[Records for bounding box labeling]
============================================================

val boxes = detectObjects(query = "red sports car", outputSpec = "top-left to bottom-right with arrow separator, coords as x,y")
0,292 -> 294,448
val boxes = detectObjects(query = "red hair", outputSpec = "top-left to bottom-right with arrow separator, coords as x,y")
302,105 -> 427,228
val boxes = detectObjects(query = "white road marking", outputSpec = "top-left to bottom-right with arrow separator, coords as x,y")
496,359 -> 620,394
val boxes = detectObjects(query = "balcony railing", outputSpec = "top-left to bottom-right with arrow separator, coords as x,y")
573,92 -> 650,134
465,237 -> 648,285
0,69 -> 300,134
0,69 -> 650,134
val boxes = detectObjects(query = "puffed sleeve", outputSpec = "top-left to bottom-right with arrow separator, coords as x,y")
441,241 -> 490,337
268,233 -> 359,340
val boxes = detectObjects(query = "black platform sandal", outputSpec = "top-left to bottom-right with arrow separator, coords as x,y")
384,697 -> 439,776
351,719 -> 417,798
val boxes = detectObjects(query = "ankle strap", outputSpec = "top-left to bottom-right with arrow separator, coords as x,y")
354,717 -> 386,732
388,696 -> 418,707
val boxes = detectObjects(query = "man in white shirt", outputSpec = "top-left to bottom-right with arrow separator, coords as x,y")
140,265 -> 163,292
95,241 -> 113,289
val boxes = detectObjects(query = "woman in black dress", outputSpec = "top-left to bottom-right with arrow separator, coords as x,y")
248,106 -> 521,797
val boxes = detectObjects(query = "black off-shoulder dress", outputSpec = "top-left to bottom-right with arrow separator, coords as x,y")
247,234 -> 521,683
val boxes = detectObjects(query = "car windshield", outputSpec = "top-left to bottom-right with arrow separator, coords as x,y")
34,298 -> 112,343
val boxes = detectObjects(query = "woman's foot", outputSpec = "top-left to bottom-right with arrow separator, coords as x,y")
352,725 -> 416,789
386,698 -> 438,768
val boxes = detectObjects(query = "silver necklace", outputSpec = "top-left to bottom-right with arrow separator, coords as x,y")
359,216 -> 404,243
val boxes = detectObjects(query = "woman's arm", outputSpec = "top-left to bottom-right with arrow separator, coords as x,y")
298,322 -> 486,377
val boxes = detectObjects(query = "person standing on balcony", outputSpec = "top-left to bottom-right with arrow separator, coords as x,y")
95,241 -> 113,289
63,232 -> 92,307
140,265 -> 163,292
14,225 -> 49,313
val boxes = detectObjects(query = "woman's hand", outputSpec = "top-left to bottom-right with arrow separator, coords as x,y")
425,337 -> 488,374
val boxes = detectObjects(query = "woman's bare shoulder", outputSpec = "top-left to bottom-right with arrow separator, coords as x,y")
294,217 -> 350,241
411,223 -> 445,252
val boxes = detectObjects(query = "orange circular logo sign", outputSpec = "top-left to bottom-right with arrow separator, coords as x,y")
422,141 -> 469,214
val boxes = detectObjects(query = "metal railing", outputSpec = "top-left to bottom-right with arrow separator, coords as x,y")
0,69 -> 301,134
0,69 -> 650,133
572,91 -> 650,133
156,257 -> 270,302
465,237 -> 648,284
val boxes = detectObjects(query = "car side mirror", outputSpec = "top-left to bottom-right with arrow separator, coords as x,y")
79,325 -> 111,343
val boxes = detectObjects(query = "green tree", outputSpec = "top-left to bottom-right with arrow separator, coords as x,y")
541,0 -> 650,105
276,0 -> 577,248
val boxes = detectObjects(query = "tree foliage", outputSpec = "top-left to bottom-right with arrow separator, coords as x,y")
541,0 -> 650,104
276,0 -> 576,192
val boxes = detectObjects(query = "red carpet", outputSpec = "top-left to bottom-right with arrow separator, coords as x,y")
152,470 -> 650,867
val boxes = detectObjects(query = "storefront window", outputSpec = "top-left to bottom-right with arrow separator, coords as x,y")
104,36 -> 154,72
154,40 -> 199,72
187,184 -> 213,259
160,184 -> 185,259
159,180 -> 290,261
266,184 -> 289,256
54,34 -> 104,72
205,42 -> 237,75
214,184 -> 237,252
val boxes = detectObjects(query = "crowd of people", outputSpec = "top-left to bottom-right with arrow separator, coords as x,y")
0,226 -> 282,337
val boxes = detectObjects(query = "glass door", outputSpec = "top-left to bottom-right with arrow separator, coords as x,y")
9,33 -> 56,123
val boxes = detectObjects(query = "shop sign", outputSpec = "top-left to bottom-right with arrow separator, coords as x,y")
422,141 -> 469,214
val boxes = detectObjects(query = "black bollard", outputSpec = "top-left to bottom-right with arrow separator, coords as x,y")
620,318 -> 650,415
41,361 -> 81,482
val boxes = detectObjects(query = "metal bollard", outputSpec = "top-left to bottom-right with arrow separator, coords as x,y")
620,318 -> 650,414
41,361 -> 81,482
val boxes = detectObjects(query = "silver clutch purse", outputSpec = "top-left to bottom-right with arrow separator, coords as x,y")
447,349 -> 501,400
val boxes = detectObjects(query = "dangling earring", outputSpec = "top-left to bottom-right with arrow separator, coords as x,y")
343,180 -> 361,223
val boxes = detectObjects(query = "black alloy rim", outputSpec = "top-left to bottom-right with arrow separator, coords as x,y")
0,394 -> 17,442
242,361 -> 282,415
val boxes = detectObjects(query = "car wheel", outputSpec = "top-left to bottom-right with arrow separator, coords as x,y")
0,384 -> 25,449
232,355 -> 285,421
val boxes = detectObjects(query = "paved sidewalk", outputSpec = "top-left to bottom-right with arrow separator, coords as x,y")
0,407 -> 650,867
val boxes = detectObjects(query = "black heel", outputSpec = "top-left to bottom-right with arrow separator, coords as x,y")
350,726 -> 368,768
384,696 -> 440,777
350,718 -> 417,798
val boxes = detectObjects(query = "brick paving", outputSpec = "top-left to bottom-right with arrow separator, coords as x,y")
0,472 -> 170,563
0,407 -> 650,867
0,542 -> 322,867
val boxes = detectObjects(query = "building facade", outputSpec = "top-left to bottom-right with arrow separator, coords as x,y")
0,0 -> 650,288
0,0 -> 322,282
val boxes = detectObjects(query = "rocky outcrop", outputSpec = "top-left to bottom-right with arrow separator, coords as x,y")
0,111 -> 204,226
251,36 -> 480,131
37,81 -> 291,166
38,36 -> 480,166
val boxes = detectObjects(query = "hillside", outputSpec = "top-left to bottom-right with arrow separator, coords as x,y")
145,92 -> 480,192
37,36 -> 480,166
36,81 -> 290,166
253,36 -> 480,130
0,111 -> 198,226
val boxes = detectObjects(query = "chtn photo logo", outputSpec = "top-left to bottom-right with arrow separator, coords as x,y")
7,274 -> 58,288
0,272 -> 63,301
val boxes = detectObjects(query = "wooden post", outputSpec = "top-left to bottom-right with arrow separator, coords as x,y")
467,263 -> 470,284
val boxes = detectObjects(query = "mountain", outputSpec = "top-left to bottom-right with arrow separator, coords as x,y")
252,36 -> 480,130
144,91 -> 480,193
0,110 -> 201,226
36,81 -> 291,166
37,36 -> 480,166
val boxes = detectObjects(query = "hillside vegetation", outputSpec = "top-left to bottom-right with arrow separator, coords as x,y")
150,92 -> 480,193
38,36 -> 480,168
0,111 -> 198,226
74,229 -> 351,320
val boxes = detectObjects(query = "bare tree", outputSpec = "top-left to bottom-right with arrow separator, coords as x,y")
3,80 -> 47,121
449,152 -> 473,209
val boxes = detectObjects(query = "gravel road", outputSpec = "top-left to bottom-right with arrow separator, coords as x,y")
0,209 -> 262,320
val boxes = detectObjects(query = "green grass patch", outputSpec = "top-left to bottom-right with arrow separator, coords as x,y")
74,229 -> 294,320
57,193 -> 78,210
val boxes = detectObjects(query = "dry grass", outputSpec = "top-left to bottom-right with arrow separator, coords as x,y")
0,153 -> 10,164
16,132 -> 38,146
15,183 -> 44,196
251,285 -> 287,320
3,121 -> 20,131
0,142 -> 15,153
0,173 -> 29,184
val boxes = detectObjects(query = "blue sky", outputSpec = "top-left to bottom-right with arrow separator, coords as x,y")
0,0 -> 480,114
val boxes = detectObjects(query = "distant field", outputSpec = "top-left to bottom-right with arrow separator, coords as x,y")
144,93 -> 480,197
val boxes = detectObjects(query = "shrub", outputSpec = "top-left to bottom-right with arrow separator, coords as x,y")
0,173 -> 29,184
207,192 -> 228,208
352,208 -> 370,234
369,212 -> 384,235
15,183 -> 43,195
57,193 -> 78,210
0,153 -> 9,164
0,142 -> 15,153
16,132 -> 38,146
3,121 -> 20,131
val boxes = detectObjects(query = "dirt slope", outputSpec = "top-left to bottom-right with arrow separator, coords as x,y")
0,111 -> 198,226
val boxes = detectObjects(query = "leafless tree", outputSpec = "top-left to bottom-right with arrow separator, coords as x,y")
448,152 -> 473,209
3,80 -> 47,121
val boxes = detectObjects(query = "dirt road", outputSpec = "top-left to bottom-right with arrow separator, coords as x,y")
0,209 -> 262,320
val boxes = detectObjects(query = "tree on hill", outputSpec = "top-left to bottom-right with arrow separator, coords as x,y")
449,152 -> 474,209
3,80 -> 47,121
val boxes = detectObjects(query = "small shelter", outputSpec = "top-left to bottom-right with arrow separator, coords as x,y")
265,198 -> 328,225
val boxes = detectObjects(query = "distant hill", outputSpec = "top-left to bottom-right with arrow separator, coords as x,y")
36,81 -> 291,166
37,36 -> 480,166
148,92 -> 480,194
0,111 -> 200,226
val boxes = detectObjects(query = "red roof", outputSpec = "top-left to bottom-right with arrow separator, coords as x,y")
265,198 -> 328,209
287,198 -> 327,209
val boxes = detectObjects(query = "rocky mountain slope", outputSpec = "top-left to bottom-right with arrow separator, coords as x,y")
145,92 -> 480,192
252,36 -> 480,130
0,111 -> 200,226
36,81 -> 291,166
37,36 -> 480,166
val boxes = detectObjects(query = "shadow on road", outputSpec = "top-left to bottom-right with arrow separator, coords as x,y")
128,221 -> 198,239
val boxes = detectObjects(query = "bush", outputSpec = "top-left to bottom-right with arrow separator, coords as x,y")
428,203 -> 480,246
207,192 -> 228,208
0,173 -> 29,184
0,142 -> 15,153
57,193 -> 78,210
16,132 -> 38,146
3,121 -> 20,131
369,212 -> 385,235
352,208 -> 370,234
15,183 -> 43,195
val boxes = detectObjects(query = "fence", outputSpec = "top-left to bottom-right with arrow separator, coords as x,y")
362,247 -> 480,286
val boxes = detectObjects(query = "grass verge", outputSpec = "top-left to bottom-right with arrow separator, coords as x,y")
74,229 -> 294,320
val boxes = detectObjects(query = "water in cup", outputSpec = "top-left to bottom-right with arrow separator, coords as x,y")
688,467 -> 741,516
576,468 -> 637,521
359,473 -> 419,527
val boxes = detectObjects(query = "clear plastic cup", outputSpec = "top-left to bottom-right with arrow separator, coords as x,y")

============================================================

= Task to complete =
Rewrite the records from their start through the line holding "302,105 -> 427,228", inclusive, substituting "convertible" for "sports car" and leaving everything else unchanged.

= Exercise solution =
val boxes = detectObjects(query = "red convertible", outputSpec = "top-left to bottom-right with arrow separator, coords as x,y")
0,292 -> 294,448
val boxes = detectObjects(query = "red hair", outputSpec = "top-left to bottom-right with arrow separator, coords as x,y")
302,105 -> 427,228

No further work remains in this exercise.